-- Given entries --
------------------------------------------------------------------------
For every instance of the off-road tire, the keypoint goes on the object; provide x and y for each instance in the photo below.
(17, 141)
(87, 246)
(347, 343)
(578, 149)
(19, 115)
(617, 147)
------------------------------------------------------------------------
-- To be done --
Return all of the data above unchanged, reproducing every line verbatim.

-- Reply to the task --
For every instance of the off-road tire, the keypoint goes on the object; provide x and y for each instance in the photo below.
(17, 141)
(87, 246)
(347, 343)
(578, 149)
(19, 115)
(617, 147)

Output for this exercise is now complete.